- Brief -
Could you reproduce the rows from the line containing "white pergola, written" up to and including the line containing "x=559 y=541", requests and all, with every x and y coordinate in the answers multiplied by 1.05 and rounded to a whole number, halves rounding up? Leave the requests and their sample coordinates unchanged.

- Exercise material -
____________

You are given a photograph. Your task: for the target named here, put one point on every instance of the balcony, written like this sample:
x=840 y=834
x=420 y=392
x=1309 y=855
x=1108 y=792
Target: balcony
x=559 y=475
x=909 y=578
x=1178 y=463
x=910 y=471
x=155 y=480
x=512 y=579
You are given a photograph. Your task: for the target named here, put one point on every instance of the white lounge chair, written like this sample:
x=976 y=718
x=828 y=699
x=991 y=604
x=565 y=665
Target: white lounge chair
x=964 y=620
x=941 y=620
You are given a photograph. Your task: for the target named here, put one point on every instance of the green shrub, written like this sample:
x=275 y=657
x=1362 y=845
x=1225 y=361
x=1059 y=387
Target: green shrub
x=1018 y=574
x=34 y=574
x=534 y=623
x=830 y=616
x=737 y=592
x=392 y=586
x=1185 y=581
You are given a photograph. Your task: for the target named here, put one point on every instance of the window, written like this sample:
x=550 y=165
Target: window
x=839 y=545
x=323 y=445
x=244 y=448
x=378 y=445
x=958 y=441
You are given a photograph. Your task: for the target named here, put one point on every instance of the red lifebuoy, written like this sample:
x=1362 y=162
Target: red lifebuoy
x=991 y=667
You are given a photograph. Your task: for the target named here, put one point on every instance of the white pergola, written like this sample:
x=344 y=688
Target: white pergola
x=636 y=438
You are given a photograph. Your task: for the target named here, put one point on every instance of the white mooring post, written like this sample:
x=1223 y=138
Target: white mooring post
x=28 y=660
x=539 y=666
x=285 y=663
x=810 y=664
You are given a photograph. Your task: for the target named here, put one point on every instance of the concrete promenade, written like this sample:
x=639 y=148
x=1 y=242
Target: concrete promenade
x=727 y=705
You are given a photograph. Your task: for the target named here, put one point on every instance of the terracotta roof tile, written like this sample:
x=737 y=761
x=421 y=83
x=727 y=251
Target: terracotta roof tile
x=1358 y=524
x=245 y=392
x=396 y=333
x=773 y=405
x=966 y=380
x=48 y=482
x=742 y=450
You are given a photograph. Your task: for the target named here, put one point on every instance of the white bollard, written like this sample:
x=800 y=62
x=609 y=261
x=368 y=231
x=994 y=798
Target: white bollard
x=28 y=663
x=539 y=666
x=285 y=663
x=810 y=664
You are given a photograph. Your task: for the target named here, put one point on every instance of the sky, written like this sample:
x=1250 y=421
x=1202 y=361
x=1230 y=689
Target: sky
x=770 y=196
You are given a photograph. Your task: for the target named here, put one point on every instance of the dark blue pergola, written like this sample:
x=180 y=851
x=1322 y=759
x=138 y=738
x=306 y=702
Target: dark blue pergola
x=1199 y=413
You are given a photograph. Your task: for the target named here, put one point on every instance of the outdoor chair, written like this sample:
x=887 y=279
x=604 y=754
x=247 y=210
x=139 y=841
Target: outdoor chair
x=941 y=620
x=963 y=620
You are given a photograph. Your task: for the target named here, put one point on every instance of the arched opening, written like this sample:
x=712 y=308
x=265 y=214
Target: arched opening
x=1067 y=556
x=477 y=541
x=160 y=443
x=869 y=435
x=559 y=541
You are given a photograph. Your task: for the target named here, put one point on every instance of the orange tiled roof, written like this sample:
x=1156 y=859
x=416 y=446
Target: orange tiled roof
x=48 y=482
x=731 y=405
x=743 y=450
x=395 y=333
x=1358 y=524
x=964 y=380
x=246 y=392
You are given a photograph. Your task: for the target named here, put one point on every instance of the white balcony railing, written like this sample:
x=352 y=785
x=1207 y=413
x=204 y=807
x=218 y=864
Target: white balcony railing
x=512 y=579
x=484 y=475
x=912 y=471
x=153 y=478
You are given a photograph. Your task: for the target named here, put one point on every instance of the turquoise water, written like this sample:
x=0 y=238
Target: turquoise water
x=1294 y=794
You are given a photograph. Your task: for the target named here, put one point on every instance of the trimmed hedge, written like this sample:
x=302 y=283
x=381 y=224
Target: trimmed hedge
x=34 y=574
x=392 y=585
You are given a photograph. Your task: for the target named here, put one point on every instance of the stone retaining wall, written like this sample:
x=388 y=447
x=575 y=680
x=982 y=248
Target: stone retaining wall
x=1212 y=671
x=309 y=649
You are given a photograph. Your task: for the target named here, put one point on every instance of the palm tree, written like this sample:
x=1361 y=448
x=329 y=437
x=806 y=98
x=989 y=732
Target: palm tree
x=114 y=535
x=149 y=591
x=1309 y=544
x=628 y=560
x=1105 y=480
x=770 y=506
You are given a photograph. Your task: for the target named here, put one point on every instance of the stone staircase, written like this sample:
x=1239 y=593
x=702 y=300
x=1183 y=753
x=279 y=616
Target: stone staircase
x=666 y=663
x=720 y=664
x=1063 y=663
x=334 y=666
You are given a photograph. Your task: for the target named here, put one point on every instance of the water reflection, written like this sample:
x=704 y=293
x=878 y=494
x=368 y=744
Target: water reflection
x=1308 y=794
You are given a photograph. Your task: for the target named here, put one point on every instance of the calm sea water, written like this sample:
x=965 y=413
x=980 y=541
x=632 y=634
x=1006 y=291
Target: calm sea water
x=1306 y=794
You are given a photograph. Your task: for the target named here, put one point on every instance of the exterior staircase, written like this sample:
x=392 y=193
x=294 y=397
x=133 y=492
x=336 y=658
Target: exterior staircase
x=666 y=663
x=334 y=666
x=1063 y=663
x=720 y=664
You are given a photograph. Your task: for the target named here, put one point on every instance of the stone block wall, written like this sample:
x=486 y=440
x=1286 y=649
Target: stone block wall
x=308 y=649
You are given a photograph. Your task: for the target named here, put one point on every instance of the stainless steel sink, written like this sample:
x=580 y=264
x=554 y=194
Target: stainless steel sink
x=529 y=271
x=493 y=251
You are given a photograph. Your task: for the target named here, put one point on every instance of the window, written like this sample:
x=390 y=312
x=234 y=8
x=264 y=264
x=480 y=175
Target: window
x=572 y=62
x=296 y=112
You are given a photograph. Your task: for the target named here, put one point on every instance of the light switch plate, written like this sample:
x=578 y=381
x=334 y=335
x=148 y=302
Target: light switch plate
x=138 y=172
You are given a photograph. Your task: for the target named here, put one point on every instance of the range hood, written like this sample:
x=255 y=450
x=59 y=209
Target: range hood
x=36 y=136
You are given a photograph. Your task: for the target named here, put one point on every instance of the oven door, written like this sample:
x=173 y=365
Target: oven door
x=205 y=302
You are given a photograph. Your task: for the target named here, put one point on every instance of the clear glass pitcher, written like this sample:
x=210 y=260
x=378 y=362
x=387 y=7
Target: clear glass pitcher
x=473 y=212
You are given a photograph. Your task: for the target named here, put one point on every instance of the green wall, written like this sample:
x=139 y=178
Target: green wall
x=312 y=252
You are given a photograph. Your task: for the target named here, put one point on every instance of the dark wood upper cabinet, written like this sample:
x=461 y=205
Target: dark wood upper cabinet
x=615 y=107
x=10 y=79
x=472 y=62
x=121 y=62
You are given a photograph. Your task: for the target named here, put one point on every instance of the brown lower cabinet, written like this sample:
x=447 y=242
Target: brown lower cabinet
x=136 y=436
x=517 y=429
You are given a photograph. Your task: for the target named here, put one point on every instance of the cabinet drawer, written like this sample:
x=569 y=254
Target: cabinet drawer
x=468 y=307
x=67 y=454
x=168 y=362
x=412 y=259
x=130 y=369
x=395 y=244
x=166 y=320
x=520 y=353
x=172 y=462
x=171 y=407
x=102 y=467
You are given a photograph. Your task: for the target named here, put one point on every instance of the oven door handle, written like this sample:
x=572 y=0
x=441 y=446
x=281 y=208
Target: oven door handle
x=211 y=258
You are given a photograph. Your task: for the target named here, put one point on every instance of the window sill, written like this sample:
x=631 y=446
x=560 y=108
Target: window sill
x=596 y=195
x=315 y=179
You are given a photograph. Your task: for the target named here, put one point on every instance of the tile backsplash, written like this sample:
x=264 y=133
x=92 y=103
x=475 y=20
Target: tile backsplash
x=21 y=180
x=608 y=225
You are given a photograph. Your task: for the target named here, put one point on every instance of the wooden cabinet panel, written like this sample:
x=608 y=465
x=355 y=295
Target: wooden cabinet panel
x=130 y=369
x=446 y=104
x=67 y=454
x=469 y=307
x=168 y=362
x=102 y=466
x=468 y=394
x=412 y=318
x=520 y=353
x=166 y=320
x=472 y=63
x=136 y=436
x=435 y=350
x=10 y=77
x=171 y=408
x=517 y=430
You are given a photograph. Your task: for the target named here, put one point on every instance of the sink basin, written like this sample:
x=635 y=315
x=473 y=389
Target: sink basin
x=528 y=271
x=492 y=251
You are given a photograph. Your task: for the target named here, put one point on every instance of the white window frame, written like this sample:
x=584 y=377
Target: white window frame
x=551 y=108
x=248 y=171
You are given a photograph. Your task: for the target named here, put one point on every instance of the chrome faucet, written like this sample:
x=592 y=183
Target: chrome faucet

____________

- Response to this exercise -
You are given a photograph. Your task: for the target named here, put one point on every instance of the white pergola, written like this sample:
x=344 y=688
Target: white pergola
x=668 y=460
You are given a photograph. Your task: for the target named here, put one point on every instance of the white mooring post, written like this sample:
x=1223 y=138
Target: white mooring post
x=29 y=693
x=566 y=699
x=299 y=696
x=851 y=697
You are given a photograph. Your task: for the target named here, put one point on every instance of the concrete promenade, written like this sample:
x=639 y=148
x=1 y=242
Target: concrete promenade
x=763 y=740
You are given a photograph. Your task: for the target named here, put one point on every instance of the terracotta roof tile, written like this sample:
x=737 y=761
x=421 y=83
x=727 y=251
Target: terracotta roof tile
x=1426 y=550
x=257 y=412
x=416 y=350
x=812 y=425
x=1014 y=399
x=50 y=506
x=779 y=473
You are given a photograph. Your task: for the target named here, put one point on every instance of the white bollard, written like this sample:
x=800 y=62
x=609 y=261
x=368 y=231
x=994 y=798
Target: white bollard
x=29 y=696
x=566 y=699
x=299 y=696
x=851 y=697
You are given a photograph. Your task: for the target named here, put one point on every instance of the sky, written like this sample:
x=1250 y=421
x=1202 y=361
x=1230 y=689
Target: sky
x=809 y=206
You are given a photograph. Your task: for the target named here, put one point on every instance of the dark blue pergola, written like this sample:
x=180 y=851
x=1322 y=759
x=138 y=738
x=306 y=702
Target: dark blue pergola
x=1259 y=434
You are given a photograph. Your task: for the target named here, put one point on every instance of the outdoor chair, written like this sample:
x=887 y=279
x=604 y=754
x=247 y=210
x=139 y=841
Target: outdoor chair
x=988 y=651
x=1011 y=651
You are given a photograph. Your task: for the target named here, put one point on every instance of the arched opening, written like this sample:
x=712 y=308
x=265 y=214
Target: arched opening
x=1120 y=584
x=501 y=568
x=168 y=465
x=912 y=457
x=587 y=568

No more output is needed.